### Stored data
>>>

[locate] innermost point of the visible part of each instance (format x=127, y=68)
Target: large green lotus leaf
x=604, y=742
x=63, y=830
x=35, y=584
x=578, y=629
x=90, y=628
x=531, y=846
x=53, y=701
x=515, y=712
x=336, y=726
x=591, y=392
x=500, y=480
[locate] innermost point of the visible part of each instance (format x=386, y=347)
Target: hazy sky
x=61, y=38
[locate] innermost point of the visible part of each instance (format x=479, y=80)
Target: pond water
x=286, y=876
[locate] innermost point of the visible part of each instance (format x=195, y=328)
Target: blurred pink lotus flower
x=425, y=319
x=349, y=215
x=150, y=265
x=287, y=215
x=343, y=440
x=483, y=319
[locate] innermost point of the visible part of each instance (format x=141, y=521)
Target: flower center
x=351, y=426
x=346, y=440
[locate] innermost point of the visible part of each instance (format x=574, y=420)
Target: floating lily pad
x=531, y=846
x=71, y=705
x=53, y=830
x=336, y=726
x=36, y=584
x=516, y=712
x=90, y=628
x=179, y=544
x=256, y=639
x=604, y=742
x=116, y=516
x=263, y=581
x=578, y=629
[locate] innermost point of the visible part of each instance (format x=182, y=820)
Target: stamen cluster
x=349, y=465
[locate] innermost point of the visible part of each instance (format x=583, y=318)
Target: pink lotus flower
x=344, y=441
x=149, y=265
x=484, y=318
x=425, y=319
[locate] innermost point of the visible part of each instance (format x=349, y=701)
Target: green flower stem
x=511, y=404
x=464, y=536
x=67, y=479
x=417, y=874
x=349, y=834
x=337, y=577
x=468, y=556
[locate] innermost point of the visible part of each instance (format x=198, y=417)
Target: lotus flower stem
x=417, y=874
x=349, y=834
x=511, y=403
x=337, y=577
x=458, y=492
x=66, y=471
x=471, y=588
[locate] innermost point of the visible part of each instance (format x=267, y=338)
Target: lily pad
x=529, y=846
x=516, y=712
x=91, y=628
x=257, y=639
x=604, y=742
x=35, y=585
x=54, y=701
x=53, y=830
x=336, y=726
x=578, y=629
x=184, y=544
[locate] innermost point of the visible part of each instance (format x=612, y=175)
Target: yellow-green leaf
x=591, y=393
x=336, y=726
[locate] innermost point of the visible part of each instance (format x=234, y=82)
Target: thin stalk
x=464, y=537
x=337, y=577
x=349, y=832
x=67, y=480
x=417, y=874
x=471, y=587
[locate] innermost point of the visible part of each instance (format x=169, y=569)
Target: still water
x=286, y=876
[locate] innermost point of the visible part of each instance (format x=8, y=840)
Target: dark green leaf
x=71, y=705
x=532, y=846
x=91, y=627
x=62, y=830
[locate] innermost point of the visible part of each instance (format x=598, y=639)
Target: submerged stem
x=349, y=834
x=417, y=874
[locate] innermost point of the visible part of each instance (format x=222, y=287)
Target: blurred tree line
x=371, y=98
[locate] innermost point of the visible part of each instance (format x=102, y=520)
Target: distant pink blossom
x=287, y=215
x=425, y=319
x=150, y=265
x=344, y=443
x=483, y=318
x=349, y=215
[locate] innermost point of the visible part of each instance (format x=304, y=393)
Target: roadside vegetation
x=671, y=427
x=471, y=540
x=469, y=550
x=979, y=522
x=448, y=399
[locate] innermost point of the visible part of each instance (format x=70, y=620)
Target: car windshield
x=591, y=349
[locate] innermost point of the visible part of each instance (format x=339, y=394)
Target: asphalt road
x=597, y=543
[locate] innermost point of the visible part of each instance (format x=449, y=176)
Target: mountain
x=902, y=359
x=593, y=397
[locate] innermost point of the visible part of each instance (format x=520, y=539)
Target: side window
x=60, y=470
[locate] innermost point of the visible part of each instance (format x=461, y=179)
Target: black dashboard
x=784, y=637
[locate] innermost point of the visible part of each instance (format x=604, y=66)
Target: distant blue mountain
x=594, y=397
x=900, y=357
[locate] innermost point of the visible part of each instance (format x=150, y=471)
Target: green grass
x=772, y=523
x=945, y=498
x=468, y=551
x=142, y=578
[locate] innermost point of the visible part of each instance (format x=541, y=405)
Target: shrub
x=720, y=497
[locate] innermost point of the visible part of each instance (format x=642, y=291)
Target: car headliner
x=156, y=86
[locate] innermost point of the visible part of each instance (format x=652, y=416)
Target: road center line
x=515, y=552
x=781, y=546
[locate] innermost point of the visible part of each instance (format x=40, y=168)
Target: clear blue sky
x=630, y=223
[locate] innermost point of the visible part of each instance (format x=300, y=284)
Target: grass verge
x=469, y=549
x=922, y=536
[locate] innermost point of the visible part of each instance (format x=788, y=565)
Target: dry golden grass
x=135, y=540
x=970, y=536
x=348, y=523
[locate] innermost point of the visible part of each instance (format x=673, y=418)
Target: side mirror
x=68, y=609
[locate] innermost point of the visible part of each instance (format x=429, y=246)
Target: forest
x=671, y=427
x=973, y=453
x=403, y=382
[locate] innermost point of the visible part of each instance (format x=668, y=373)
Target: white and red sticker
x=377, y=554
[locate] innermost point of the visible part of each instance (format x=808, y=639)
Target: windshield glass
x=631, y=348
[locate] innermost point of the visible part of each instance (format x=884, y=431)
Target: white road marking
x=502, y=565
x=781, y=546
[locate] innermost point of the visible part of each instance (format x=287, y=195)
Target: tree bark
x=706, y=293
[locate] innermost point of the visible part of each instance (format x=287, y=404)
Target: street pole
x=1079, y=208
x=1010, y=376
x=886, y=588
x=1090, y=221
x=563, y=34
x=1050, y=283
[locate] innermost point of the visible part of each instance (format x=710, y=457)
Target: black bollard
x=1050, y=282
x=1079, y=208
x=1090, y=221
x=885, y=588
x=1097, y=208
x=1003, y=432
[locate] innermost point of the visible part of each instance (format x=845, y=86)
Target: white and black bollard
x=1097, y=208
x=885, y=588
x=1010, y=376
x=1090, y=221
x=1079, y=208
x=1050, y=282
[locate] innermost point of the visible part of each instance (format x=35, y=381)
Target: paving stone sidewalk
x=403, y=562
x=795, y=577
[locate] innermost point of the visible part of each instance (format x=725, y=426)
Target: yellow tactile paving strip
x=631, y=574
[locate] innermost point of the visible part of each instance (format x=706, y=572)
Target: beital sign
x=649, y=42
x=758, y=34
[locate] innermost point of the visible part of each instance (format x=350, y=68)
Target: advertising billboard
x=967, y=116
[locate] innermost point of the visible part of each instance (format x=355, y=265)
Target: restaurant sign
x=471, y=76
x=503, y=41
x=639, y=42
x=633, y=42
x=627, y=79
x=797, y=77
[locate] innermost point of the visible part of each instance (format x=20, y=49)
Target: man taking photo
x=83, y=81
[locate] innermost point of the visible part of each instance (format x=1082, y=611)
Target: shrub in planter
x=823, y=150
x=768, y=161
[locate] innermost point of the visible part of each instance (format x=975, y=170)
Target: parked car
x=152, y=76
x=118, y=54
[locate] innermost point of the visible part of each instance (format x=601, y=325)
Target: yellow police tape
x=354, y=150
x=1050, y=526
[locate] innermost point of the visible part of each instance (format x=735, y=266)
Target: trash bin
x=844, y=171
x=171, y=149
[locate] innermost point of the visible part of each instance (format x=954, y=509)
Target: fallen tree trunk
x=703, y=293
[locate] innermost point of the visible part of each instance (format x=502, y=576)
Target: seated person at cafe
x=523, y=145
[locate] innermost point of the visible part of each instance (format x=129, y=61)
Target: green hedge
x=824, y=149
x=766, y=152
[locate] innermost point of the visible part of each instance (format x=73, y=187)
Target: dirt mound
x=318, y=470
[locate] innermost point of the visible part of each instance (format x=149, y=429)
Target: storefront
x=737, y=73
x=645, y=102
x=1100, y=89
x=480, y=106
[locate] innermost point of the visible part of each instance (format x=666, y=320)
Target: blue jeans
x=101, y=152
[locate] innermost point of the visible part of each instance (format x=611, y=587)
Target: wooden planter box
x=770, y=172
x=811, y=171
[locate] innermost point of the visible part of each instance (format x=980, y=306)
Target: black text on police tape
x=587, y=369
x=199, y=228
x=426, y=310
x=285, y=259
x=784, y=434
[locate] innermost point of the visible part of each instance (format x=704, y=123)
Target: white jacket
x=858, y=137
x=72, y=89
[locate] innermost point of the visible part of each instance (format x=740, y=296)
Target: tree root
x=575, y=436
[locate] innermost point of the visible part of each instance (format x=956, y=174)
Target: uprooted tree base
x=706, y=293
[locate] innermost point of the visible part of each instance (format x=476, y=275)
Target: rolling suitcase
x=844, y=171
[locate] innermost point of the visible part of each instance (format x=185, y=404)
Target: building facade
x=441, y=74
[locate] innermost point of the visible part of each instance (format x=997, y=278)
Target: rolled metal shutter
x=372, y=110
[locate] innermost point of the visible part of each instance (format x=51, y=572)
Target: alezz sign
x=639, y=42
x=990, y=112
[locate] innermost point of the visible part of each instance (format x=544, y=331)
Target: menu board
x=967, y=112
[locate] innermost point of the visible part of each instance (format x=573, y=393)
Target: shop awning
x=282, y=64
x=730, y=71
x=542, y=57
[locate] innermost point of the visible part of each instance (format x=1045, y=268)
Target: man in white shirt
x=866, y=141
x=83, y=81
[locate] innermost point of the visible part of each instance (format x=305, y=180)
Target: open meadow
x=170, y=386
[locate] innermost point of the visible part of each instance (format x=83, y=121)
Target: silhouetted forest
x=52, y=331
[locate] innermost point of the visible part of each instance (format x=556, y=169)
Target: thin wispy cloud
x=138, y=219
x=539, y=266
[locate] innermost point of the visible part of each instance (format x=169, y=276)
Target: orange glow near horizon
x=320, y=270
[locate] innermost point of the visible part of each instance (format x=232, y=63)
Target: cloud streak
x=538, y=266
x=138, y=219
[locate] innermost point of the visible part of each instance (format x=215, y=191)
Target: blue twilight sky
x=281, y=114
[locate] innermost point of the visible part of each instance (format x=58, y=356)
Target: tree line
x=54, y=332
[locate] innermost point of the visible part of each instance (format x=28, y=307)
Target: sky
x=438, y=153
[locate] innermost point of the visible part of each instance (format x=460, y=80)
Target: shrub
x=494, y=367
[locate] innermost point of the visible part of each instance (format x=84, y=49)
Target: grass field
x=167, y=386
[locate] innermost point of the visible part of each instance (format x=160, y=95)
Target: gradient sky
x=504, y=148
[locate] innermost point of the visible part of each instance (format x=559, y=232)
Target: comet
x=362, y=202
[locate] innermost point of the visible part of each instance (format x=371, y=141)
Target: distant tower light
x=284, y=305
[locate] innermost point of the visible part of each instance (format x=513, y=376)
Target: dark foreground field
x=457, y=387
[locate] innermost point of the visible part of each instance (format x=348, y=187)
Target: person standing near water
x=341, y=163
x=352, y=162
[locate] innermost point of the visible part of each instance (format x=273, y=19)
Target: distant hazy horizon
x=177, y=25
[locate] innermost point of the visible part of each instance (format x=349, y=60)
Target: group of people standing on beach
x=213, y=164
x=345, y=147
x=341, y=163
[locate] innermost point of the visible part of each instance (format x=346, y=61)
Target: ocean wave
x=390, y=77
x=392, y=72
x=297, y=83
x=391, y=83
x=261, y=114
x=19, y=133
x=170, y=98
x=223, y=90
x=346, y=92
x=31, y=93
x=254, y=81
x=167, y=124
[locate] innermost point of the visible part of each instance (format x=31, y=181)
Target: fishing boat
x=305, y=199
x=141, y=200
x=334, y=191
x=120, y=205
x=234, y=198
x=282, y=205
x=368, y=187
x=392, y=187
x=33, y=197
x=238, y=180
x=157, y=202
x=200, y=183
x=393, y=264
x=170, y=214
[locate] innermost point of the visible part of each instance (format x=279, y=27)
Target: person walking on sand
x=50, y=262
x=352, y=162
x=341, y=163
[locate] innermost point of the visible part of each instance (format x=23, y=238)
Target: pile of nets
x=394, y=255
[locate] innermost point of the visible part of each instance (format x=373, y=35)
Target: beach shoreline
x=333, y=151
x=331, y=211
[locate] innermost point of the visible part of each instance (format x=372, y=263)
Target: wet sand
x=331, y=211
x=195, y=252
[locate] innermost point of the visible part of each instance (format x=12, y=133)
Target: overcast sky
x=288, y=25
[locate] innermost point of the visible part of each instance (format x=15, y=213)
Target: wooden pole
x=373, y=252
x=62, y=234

<<<

### What the task asks
Starting at the beginning of the listing and ending at the line with "x=346, y=440", copy those lines out again, swapping "hazy sky" for "cloudy sky" and leaving everything else as it is.

### Full solution
[locate] innermost point of the visible part of each instance (format x=127, y=68)
Target: large green lotus leaf
x=604, y=742
x=63, y=830
x=35, y=584
x=578, y=629
x=90, y=628
x=531, y=846
x=53, y=701
x=515, y=712
x=336, y=726
x=591, y=392
x=500, y=480
[locate] innermost point of the visible part of each instance (format x=386, y=347)
Target: cloudy sky
x=61, y=38
[locate] innermost point of the visible part of each instance (format x=479, y=80)
Target: pond water
x=286, y=876
[locate] innermost point of the visible part of each instance (format x=195, y=328)
Target: blurred pink lotus flower
x=425, y=319
x=349, y=215
x=150, y=265
x=287, y=215
x=343, y=440
x=483, y=319
[locate] innermost point of the visible part of each instance (format x=141, y=521)
Target: flower center
x=351, y=426
x=346, y=440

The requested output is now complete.